(Passage for review)
By Faith Karimi
After a 24-hour manhunt that paralyzed the Boston area, authorities captured the suspect in this week's marathon bombings. In the aftermath, his older brother -- also a suspect -- lay dead, and so did a police officer believed killed by the two.
A quick glance at the five major developments.
Police arrested Dzhokar Tsarnaev, 19, after a long night of terror and mayhem in the Boston area.
The teen bombing suspect suffered serious injuries and is hospitalized at Beth Israel Deaconess Medical Center, a hospital spokesman said.
The standoff and subsequent arrest Friday night came just minutes after frustrated authorities indicated during a news conference that a manhunt for the suspect came up empty.
HOW IT STARTED
Police responded Thursday night to a call on the Massachusetts Institute of Technology campus, where university police officer Sean Collier, 26, was fatally shot. Police believe the Boston Marathon bombing suspects, Dzhokar and Tamerlan Tsarnaev, were responsible for the shooting.
Soon after the alleged attack, the two suspects hijacked a car at gunpoint in Cambridge, taking the driver hostage. They later released the hostage at a gas station, and as a police chase ensued, the suspects hurled a grenade and pipe bombs at officers in hot pursuit.
A NIGHT OF MAYHEM
Authorities used the tracking device in the carjacked Mercedes to track the brothers to Watertown.

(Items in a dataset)
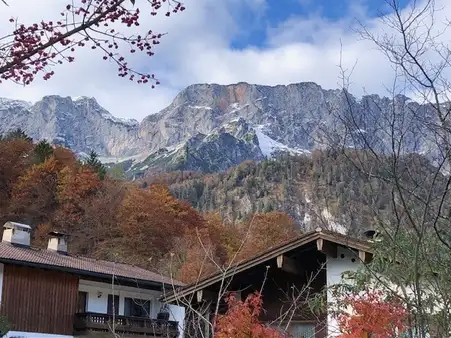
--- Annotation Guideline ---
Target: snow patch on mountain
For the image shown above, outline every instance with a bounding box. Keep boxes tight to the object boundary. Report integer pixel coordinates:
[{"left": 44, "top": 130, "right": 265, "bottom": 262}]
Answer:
[
  {"left": 254, "top": 125, "right": 309, "bottom": 157},
  {"left": 0, "top": 97, "right": 33, "bottom": 109}
]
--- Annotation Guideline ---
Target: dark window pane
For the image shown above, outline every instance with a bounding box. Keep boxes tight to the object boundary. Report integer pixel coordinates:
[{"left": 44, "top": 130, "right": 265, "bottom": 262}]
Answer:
[
  {"left": 77, "top": 291, "right": 88, "bottom": 313},
  {"left": 107, "top": 295, "right": 119, "bottom": 315},
  {"left": 124, "top": 297, "right": 150, "bottom": 318}
]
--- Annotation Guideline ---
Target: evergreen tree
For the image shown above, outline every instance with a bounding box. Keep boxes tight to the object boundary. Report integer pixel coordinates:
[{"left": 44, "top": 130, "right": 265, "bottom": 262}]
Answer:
[
  {"left": 34, "top": 140, "right": 53, "bottom": 163},
  {"left": 5, "top": 128, "right": 33, "bottom": 142},
  {"left": 86, "top": 150, "right": 106, "bottom": 180}
]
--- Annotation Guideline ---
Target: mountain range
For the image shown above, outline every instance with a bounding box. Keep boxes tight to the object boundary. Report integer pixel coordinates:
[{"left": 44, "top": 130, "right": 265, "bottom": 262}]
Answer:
[{"left": 0, "top": 82, "right": 428, "bottom": 177}]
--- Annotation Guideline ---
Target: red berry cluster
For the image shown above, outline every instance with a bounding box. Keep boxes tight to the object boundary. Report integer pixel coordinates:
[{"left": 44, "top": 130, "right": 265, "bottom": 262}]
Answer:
[{"left": 0, "top": 0, "right": 185, "bottom": 88}]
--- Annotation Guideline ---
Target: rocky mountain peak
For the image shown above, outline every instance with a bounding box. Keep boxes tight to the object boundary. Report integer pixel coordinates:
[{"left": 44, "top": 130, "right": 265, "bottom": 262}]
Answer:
[{"left": 0, "top": 82, "right": 434, "bottom": 177}]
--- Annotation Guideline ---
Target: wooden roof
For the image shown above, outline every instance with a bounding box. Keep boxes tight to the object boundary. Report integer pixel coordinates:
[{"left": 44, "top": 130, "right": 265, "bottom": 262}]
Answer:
[{"left": 162, "top": 229, "right": 372, "bottom": 303}]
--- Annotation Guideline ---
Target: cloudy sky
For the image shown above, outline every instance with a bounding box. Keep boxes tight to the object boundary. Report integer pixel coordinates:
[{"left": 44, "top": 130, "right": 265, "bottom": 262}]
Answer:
[{"left": 0, "top": 0, "right": 444, "bottom": 120}]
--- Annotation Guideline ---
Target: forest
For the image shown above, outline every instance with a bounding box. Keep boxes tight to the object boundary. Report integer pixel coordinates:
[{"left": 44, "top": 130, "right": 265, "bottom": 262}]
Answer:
[
  {"left": 0, "top": 130, "right": 299, "bottom": 282},
  {"left": 0, "top": 130, "right": 442, "bottom": 282}
]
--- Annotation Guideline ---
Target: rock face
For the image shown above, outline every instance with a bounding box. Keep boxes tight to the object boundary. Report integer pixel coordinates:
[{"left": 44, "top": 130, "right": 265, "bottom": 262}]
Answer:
[
  {"left": 0, "top": 96, "right": 143, "bottom": 156},
  {"left": 0, "top": 82, "right": 438, "bottom": 173}
]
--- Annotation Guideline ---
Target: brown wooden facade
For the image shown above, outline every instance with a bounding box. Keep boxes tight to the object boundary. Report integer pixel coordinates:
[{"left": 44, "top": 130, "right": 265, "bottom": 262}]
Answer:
[
  {"left": 186, "top": 243, "right": 327, "bottom": 338},
  {"left": 1, "top": 264, "right": 78, "bottom": 335}
]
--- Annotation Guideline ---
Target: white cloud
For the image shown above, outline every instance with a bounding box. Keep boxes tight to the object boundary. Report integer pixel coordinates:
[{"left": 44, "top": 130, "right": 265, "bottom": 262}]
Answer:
[{"left": 0, "top": 0, "right": 450, "bottom": 119}]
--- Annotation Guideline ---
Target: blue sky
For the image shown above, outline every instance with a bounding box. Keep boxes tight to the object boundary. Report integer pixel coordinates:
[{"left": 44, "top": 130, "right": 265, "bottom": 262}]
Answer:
[
  {"left": 0, "top": 0, "right": 451, "bottom": 120},
  {"left": 231, "top": 0, "right": 408, "bottom": 49}
]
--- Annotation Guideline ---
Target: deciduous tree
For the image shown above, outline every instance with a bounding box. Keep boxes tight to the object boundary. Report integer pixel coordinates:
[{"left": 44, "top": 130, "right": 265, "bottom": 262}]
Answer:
[
  {"left": 215, "top": 292, "right": 285, "bottom": 338},
  {"left": 0, "top": 0, "right": 185, "bottom": 87}
]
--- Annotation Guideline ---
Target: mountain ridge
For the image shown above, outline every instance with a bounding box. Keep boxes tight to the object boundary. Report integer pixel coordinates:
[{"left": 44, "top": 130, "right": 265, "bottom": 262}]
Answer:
[{"left": 0, "top": 82, "right": 430, "bottom": 176}]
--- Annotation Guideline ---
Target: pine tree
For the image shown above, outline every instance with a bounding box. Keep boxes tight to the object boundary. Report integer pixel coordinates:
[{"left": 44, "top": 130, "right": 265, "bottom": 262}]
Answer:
[
  {"left": 85, "top": 150, "right": 106, "bottom": 180},
  {"left": 34, "top": 140, "right": 53, "bottom": 163},
  {"left": 5, "top": 128, "right": 33, "bottom": 142}
]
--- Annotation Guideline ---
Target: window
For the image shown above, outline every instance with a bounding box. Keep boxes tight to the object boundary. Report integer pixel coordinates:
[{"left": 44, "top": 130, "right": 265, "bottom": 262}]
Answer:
[
  {"left": 107, "top": 295, "right": 119, "bottom": 316},
  {"left": 288, "top": 323, "right": 315, "bottom": 338},
  {"left": 124, "top": 297, "right": 150, "bottom": 318},
  {"left": 77, "top": 291, "right": 88, "bottom": 313}
]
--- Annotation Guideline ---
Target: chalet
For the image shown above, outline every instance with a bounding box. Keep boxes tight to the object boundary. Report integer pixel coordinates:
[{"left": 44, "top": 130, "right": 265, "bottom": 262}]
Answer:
[
  {"left": 164, "top": 229, "right": 372, "bottom": 338},
  {"left": 0, "top": 222, "right": 184, "bottom": 338}
]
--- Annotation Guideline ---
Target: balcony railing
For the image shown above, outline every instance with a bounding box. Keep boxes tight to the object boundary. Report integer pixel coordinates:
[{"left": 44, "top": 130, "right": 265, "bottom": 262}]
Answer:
[{"left": 74, "top": 312, "right": 179, "bottom": 337}]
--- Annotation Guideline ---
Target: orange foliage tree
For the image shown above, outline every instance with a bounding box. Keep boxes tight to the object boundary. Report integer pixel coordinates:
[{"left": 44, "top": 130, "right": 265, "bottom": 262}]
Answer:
[
  {"left": 9, "top": 158, "right": 59, "bottom": 224},
  {"left": 119, "top": 185, "right": 203, "bottom": 268},
  {"left": 239, "top": 211, "right": 299, "bottom": 259},
  {"left": 337, "top": 290, "right": 408, "bottom": 338},
  {"left": 215, "top": 292, "right": 285, "bottom": 338}
]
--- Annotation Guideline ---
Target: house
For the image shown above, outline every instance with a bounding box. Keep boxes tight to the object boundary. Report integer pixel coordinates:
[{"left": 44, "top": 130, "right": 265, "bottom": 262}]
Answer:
[
  {"left": 164, "top": 229, "right": 372, "bottom": 338},
  {"left": 0, "top": 222, "right": 184, "bottom": 338}
]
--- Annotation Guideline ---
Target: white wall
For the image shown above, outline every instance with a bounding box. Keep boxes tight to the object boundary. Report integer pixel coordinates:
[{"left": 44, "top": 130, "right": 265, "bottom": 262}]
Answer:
[
  {"left": 326, "top": 247, "right": 362, "bottom": 338},
  {"left": 78, "top": 279, "right": 185, "bottom": 337},
  {"left": 0, "top": 263, "right": 5, "bottom": 304},
  {"left": 78, "top": 279, "right": 161, "bottom": 318}
]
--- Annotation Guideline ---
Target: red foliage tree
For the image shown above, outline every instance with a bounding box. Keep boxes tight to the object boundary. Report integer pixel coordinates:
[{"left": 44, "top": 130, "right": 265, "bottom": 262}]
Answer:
[
  {"left": 338, "top": 291, "right": 408, "bottom": 338},
  {"left": 215, "top": 292, "right": 285, "bottom": 338},
  {"left": 0, "top": 0, "right": 185, "bottom": 87}
]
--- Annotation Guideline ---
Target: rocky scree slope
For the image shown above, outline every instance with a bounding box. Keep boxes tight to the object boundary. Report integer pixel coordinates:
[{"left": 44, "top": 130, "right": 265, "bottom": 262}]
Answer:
[{"left": 0, "top": 82, "right": 434, "bottom": 176}]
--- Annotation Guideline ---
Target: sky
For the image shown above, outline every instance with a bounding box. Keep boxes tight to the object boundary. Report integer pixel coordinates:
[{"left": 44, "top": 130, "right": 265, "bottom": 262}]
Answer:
[{"left": 0, "top": 0, "right": 444, "bottom": 120}]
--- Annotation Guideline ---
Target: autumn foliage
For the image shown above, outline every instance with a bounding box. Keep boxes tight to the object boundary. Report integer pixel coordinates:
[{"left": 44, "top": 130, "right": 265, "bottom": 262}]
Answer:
[
  {"left": 0, "top": 0, "right": 185, "bottom": 87},
  {"left": 0, "top": 133, "right": 298, "bottom": 282},
  {"left": 338, "top": 291, "right": 408, "bottom": 338},
  {"left": 215, "top": 292, "right": 285, "bottom": 338}
]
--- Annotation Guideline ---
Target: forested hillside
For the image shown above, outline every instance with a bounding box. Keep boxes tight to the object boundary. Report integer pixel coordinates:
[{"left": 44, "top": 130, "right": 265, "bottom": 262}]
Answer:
[
  {"left": 0, "top": 130, "right": 299, "bottom": 281},
  {"left": 0, "top": 130, "right": 441, "bottom": 281},
  {"left": 146, "top": 151, "right": 400, "bottom": 235}
]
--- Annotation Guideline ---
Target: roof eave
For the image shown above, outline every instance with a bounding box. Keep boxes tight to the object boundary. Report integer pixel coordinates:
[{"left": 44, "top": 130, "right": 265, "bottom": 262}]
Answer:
[
  {"left": 0, "top": 257, "right": 181, "bottom": 290},
  {"left": 161, "top": 231, "right": 372, "bottom": 303}
]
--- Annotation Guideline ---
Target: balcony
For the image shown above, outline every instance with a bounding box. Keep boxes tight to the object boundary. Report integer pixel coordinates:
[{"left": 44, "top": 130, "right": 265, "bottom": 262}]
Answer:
[{"left": 74, "top": 312, "right": 179, "bottom": 338}]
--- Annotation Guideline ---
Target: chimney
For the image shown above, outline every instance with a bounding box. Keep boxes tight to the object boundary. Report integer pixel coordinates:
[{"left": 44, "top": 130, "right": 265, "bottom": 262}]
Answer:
[
  {"left": 47, "top": 231, "right": 68, "bottom": 254},
  {"left": 363, "top": 230, "right": 381, "bottom": 242},
  {"left": 2, "top": 222, "right": 31, "bottom": 247}
]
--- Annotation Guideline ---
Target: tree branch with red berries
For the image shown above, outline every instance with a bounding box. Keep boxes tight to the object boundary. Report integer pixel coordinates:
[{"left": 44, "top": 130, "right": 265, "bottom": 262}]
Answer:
[{"left": 0, "top": 0, "right": 185, "bottom": 88}]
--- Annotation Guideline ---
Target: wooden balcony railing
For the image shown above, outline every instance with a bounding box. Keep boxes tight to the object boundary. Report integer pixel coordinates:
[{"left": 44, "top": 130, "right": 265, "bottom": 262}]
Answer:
[{"left": 74, "top": 312, "right": 179, "bottom": 338}]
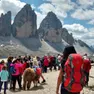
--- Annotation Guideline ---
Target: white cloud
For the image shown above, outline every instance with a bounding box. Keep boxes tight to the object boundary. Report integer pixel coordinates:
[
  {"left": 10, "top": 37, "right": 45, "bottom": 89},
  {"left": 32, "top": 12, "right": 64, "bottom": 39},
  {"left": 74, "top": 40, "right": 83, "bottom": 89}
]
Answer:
[
  {"left": 39, "top": 0, "right": 75, "bottom": 18},
  {"left": 35, "top": 11, "right": 46, "bottom": 28},
  {"left": 0, "top": 0, "right": 25, "bottom": 16},
  {"left": 88, "top": 19, "right": 94, "bottom": 25},
  {"left": 63, "top": 23, "right": 88, "bottom": 34},
  {"left": 71, "top": 8, "right": 94, "bottom": 20},
  {"left": 38, "top": 0, "right": 75, "bottom": 24},
  {"left": 77, "top": 0, "right": 94, "bottom": 8},
  {"left": 63, "top": 24, "right": 94, "bottom": 45}
]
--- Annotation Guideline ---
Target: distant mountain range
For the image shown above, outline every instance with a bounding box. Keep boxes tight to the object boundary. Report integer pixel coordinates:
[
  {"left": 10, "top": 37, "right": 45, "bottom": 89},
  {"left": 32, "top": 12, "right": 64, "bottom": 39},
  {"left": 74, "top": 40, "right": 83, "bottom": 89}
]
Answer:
[{"left": 0, "top": 4, "right": 94, "bottom": 57}]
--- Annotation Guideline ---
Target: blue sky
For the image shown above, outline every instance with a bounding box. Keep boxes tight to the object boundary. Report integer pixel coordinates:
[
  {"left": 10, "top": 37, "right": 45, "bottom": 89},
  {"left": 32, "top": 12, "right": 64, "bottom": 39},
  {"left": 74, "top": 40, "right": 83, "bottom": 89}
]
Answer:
[{"left": 0, "top": 0, "right": 94, "bottom": 45}]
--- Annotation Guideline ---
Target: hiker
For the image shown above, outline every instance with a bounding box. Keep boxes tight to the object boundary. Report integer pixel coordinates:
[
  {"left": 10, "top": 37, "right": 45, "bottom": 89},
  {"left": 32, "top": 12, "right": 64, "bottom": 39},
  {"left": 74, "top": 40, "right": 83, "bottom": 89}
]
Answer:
[
  {"left": 0, "top": 66, "right": 9, "bottom": 94},
  {"left": 56, "top": 46, "right": 84, "bottom": 94},
  {"left": 83, "top": 54, "right": 91, "bottom": 86},
  {"left": 43, "top": 56, "right": 49, "bottom": 73},
  {"left": 11, "top": 59, "right": 22, "bottom": 91},
  {"left": 33, "top": 57, "right": 46, "bottom": 83}
]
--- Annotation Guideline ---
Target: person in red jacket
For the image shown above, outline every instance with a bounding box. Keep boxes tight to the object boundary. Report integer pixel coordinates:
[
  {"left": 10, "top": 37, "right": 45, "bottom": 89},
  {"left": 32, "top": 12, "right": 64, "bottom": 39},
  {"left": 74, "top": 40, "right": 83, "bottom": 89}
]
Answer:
[{"left": 83, "top": 54, "right": 91, "bottom": 86}]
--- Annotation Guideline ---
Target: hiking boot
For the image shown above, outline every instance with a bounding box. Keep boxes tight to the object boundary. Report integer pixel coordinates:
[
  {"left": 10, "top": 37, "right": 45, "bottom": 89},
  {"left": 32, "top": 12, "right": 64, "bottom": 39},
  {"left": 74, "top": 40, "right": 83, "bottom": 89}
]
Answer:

(Activity 1) In the article about the Boston manhunt, at which hospital is the teen bombing suspect being treated?
(Activity 2) Reproduce the passage of the Boston manhunt article from "The teen bombing" to "came up empty.".
(Activity 3) Write the next part of the news article about the Boston marathon bombing manhunt, picking up after its final sentence.

(Task output 1) Beth Israel Deaconess Medical Center

(Task output 2)
The teen bombing suspect suffered serious injuries and is hospitalized at Beth Israel Deaconess Medical Center, a hospital spokesman said.
The standoff and subsequent arrest Friday night came just minutes after frustrated authorities indicated during a news conference that a manhunt for the suspect came up empty.

(Task output 3)
However, the suspects were determined not to go down without a fight. Explosives and gunfire rang into the night, sending residents scattering.
Officers fired back, striking a man later identified as Tamerlan Tsarnaev, 26.
He was suspect No. 1 in the Boston Marathon bombings that killed three people and injured about 180 others.
He was wearing explosives when his body was recovered, a source said.
The younger brother -- suspect No. 2 -- fled into the night.
Authorities asked Boston-area residents not to leave their homes Friday as they went door-to-door searching for the suspect. They shut down transportation services and asked residents to stay home as a massive manhunt ensued.
About 6 p.m., a frustrated Gov. Deval Patrick lifted the lockdown and said mass transit service has resumed. He urged residents to be vigilant because the suspect was still on the run.
Not too long after the lockdown was lifted, there was some good news.
Massachusetts authorities arrested the teen after a resident found him in his boat in Watertown. The man saw blood on his boat in the backyard, and the suspect bleeding under a tarp.
Police converged on the scene and asked the teen to surrender.
"Come out on your own terms. We know you're in there. Come out with your hands up," officers said.
Police and the suspect exchanged gunfire.
He was found in a boat in the yard of a home close to where he and his older brother engaged in a shootout with police nearly 24 hours earlier.
"We've closed an important chapter in this tragedy," President Barack Obama said after the arrest.
2 BROTHERS, 2 ENDINGS
The brothers came from the Russian Caucasus region and moved to Kazakhstan at a young age before coming to the United States several years ago. The younger brother was 8 years old at the time, according to relatives. He came to the United States as a tourist with his family in the early 2000s and later asked for asylum. He became a naturalized U.S. citizen last year, according to a federal official.
He attended the University of Massachusetts-Dartmouth.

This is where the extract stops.